> _INPUT RECORDS_
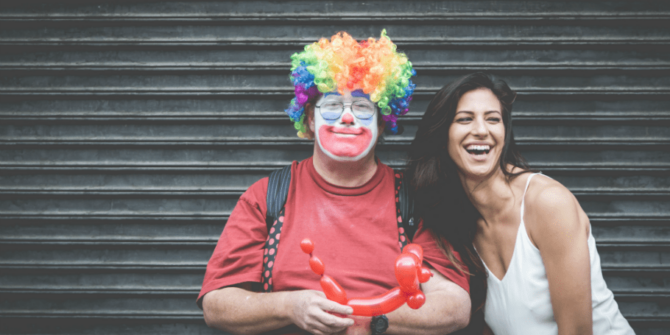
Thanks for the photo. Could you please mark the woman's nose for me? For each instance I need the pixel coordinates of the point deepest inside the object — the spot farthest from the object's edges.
(479, 128)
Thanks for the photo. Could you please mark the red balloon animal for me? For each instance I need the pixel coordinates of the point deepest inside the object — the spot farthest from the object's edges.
(408, 271)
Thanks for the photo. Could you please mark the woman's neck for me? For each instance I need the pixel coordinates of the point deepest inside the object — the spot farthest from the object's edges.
(491, 195)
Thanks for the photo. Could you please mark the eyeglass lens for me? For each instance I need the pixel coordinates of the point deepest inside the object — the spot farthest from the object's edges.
(332, 110)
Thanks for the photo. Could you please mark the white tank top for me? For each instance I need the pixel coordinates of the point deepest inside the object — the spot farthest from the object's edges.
(520, 302)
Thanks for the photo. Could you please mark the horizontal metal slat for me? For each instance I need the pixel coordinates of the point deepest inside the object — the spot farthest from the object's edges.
(297, 43)
(286, 92)
(638, 294)
(562, 168)
(115, 315)
(236, 192)
(283, 67)
(642, 144)
(525, 118)
(618, 244)
(191, 267)
(335, 17)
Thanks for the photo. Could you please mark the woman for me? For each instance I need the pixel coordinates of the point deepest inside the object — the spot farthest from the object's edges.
(540, 265)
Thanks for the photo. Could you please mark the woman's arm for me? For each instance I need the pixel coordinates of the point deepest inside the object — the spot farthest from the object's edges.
(446, 310)
(241, 311)
(559, 229)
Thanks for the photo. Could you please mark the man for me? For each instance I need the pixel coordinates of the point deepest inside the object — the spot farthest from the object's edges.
(342, 198)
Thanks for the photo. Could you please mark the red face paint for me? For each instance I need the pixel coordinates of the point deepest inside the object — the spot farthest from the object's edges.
(345, 142)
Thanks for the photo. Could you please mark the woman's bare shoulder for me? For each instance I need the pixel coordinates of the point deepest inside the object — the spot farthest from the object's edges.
(552, 211)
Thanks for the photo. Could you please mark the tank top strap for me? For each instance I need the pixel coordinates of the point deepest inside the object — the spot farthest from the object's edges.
(523, 197)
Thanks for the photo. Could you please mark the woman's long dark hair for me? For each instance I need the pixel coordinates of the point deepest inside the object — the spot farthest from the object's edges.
(440, 199)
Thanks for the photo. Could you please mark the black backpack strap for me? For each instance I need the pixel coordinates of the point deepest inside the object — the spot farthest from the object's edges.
(405, 205)
(278, 185)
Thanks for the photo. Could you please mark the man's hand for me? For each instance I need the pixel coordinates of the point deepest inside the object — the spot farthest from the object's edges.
(309, 311)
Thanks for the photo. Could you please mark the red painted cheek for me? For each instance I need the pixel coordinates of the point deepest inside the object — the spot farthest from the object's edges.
(341, 146)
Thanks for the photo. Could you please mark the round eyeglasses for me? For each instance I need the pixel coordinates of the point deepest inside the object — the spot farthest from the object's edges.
(332, 110)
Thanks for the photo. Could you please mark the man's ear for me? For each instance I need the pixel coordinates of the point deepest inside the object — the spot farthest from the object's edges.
(309, 120)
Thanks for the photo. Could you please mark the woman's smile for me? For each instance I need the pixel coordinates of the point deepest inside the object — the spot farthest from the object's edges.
(476, 132)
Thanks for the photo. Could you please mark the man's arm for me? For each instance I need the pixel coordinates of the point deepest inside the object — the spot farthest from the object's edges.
(238, 310)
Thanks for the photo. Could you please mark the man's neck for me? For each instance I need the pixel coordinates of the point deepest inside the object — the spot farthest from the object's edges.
(344, 173)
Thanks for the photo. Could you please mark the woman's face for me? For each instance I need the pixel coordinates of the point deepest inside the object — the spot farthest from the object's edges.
(477, 134)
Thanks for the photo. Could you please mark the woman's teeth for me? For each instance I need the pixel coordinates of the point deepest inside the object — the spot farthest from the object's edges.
(478, 149)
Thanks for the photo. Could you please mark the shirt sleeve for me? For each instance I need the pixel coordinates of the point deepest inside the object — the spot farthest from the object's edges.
(238, 256)
(435, 257)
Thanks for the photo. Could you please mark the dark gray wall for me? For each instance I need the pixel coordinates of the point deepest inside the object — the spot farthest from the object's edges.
(128, 129)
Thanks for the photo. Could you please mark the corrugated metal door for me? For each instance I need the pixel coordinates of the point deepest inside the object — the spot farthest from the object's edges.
(129, 128)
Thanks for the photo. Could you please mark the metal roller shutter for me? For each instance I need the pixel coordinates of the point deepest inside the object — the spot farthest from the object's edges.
(129, 128)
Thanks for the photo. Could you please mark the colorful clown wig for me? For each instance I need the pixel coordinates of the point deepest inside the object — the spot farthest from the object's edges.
(342, 63)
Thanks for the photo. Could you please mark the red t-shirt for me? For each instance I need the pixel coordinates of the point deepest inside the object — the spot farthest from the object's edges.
(354, 231)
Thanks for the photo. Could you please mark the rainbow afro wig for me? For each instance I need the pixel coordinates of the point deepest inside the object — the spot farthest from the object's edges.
(342, 63)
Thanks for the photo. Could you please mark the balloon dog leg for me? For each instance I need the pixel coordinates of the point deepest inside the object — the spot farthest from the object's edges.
(409, 273)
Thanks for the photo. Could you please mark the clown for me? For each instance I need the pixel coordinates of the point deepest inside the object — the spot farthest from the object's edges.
(347, 93)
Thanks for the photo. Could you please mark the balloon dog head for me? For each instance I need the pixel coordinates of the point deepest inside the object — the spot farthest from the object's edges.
(408, 271)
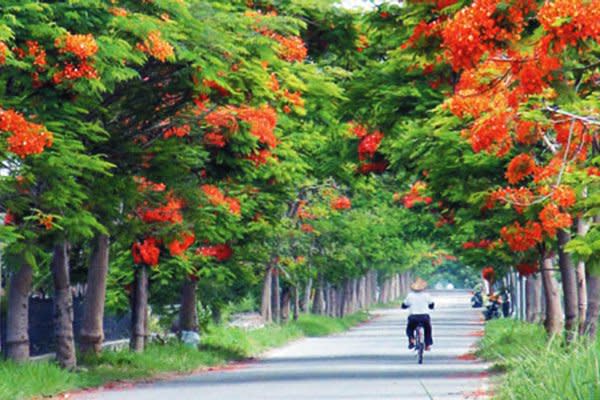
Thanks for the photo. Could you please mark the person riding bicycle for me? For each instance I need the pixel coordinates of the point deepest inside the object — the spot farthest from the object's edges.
(419, 303)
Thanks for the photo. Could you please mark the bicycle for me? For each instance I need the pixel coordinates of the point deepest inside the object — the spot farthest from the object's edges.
(420, 342)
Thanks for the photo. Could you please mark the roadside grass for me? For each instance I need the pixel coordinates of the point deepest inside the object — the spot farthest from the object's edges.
(219, 345)
(537, 368)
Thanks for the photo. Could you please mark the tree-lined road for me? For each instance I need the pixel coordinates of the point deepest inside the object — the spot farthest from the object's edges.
(369, 362)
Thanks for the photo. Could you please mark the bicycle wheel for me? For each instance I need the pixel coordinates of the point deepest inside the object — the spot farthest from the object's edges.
(420, 344)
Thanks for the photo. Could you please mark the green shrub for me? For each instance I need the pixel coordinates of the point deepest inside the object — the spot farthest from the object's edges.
(537, 368)
(219, 345)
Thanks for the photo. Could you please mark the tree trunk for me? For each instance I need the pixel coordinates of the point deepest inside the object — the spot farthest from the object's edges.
(318, 301)
(188, 312)
(593, 309)
(286, 299)
(307, 294)
(139, 309)
(276, 296)
(92, 330)
(533, 290)
(17, 319)
(569, 284)
(553, 322)
(63, 307)
(340, 300)
(266, 304)
(582, 300)
(296, 303)
(362, 298)
(374, 287)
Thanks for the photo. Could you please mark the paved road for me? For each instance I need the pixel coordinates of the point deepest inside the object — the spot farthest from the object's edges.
(368, 362)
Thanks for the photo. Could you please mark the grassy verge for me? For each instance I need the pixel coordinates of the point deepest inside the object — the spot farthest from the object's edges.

> _TASK STATEMENT_
Copy out each line exactly, without the pictures.

> _WRITTEN SOLUTION_
Thanks for the photo. Could you please mark the woman's nose for me? For each instance I need the pixel coordinates of the point deepest inside the object — the spot farthest from the object's edges.
(479, 128)
Thanks for the photo. Could you please mark the red balloon animal for me? For each instance I need the pixel coordinates of the point deepest inside the object — the spot farthest from the object's edges.
(408, 271)
Thanks for the photo. Could you please mark the woman's neck for me? For each instance I need the pixel coordinates of the point deepest inside the object — the spot farthest from the object's edges.
(491, 195)
Thanks for the photo. Could you please mark the eyeglass lens for me? For each instance I need the pixel coordinates of the point deepest inside the object — the spot farthest from the object's edges.
(332, 110)
Thanks for the photo. Could you please mark the white tank top for me? For each instance I need the pixel coordinates of the point deepest inside the object — the spot farthest from the object's edges.
(520, 302)
Thanks for the photo. Could you please mark the horizontal metal slat for me? For each instance I need the pixel coordinates of the point deepest inside the object — the spot farthest from the object's edges.
(297, 43)
(286, 92)
(638, 294)
(562, 168)
(115, 315)
(236, 192)
(283, 67)
(642, 144)
(525, 118)
(618, 244)
(191, 267)
(335, 17)
Thanks for the photo. Could you please mark the woman for me? For each instance I need the pixel coordinates of the point deepest inside the object — the spot farthest from the object's edges.
(540, 265)
Thanks for the photo. Could you please mark the woman's arm for me? For each instance I need the pixel coordinates of the point deepest inside the object — the spot farthest from the object's edges.
(446, 310)
(241, 311)
(559, 229)
Thanks for the photo. Could you please mark the man for me? For each instance I need the pixel coordinates of the point deepest inside the object — the spot farthest from the object's edges.
(342, 198)
Thanks for the photo. Could you please mark the red face paint for me? For each instance I need the pixel coordinates of the point deepest inside the object — the spot farthest from the object's edges.
(345, 142)
Thanks for the photo. Could you please mark the woman's bare shoulder for me? For each instance I need the pixel coordinates of the point deepest inside the object — the spot farthest from the object's edges.
(552, 211)
Thanks for the photo. Could you please mark the tank top strap for me? For each instance I need the pixel coordinates of the point deepest inside the object — the spot farthest from the object's edges.
(523, 197)
Thanks for the photo. Could you please mark the woman's long dark hair for me? For each instance I need the pixel coordinates of the point deepest inside the object — the spot farthest from the object's edges.
(440, 199)
Thanks for the photo. Could you please mark the black backpack strap for me? For each instance I need the pixel coordinates of the point deepest inside the object — the spot farthest from the object's edges.
(405, 205)
(278, 185)
Thanks for the photo. Could you please mark the man's hand for me? For each instance I need the pixel coordinates of the point deepest inside the object — the spot farthest from the object's edges.
(309, 311)
Thanks for the photo. Could you please mark the red painted cheek for me? For each instance I need the pixel coordinates of the point deepest inside the object — the spot farthest from the object's edges.
(341, 146)
Thanks for the photo. Could you please mark the round eyeglasses for me? For each instance I need the pixel coordinates of the point deepest inside the object — the spot farthest from the object's edges.
(332, 110)
Thanks for the photo. Could you please mark the man's ear for me? For each instance I need the pixel coordinates of the point deepest inside the object — the spot farthest from the object's edges.
(309, 120)
Thanks for the photo. Could you please mark the woman's smile for me? For each instance I need the pixel coordinates of the point deepest inside the object — the spot farthest from the object's edges.
(476, 132)
Thanks for the photo. Could you please mark the man's arm for me? For each instance I need the pixel coordinates of the point deepest inside the object — the spot farthest from the object's edges.
(238, 310)
Thanks for the photo. Could you please mark the man's neck for me? For each instance I need the pixel coordinates of the point deepest inside the object — the spot farthest from the object's edges.
(344, 173)
Thanks for the photo. Could you please mark the woman's face for me? For each instance I need the pixel coordinates of the point deepest inside the object — the spot farthest from the object's edges.
(477, 134)
Thanks for the photo. Could you please mark the woman's teeth for me? For each instance I need the pixel coordinates of the point deepest inside the object — the spot farthest from the object's edges.
(478, 149)
Thanks for the photo. Could you please mark the shirt sleeve for me? For each instance I need the pixel coordinates of the point deepest inside the object — the spot farthest from the object's edges.
(238, 256)
(435, 257)
Thanks for the photo. Could you please mark the dark gray wall for me? For each instance I need the pixel coordinates of the point deepest inside the object — the spot farthest from the object's edges.
(128, 129)
Thanks for the photo. Could you please mark the corrugated metal door for me? For each instance I need the pixel coordinates of the point deepest inside the object — the spot farthest from the object's edges.
(129, 128)
Thanks for the photo. Could you please mark the metal roller shutter for me? For each instance I need the pixel coordinates of the point deepest inside the object — the spot farthest from the object's edges.
(129, 128)
Thanks for the photo. Could you please mark the colorful clown wig for me? For each instance I need the pixel coordinates of the point deepest inside the object — the spot farthest from the object's edges.
(342, 63)
Thanks for the photo. Could you please mark the red t-shirt for me? For each instance I need the pixel coordinates of the point deepest inside the object — the spot farthest from the object's edges.
(354, 231)
Thanks for the photo. Could you please mark the rainbow afro wig for me? For each instance I need the pixel coordinates of the point deepest inside the object — the spot farthest from the object's edges.
(342, 63)
Thanks for the photo. Could you please mark the balloon dog leg for me? For each instance I need the pixel coordinates of the point deepest inside the object — the spot farthest from the object's edges.
(409, 273)
Thanks for the photo. Could you please mark the clown for me? For each instance I need the pixel coordinates of the point deepest inside the object — the spot farthest from the object's edges.
(347, 93)
Thanks for the photo. Could you please mark the balloon dog head for me? For each instance I need the pixel coordinates of the point deepest inside the object — the spot farthest from the object's edges.
(408, 271)
Thanks for the photo. Could you please mark the person riding bicycle for me? For each instance I need the pixel coordinates of the point deepest inside the object — the spot farthest from the object's edges.
(419, 303)
Thanks for the photo. Could you please mark the bicycle for me? For each instance I need the pixel coordinates of the point deepest inside the object — the spot farthest from the object's edges.
(420, 342)
Thanks for the photo. Could you please mark the roadside grass for me? For each instance I need the pixel coordinates of the point deepest inside the object — the spot farthest from the object's edges.
(219, 345)
(537, 368)
Thanks for the photo. Could you please mark the tree-lined road for me? For each instance I need the pixel coordinates of the point deepest inside the object — the spot farthest from the object's edges.
(369, 362)
Thanks for the photo. Could you please mark the bicycle wheel for me? For each instance I need the pixel coordinates of the point deepest inside the object — the spot farthest from the object's edges.
(420, 344)
Thanks for the photo. Could you please mark the green shrub for me? For each instance I need the pixel coordinates of the point deepest inside the object — the spot farthest from the object's edges.
(537, 368)
(219, 345)
Thanks for the photo. Could you please mark the tree trunk for me? For each instance I need the pixel coordinates of the point deepest inside the object — the spot farthest from the object's edges.
(318, 301)
(188, 312)
(593, 309)
(286, 299)
(307, 294)
(139, 309)
(276, 296)
(92, 330)
(533, 290)
(17, 319)
(569, 284)
(553, 322)
(63, 307)
(340, 300)
(266, 304)
(582, 300)
(296, 303)
(362, 298)
(374, 287)
Thanks for the photo. Could you please mark the paved road for me? For each instance I need the pixel coordinates of the point deepest inside the object — the spot farthest from the object's edges.
(368, 362)
Thanks for the photo. Could you please mark the grassy verge for me? For each instance I need the pixel coordinates of the point deepest inside the object — the spot farthest from the object's edges.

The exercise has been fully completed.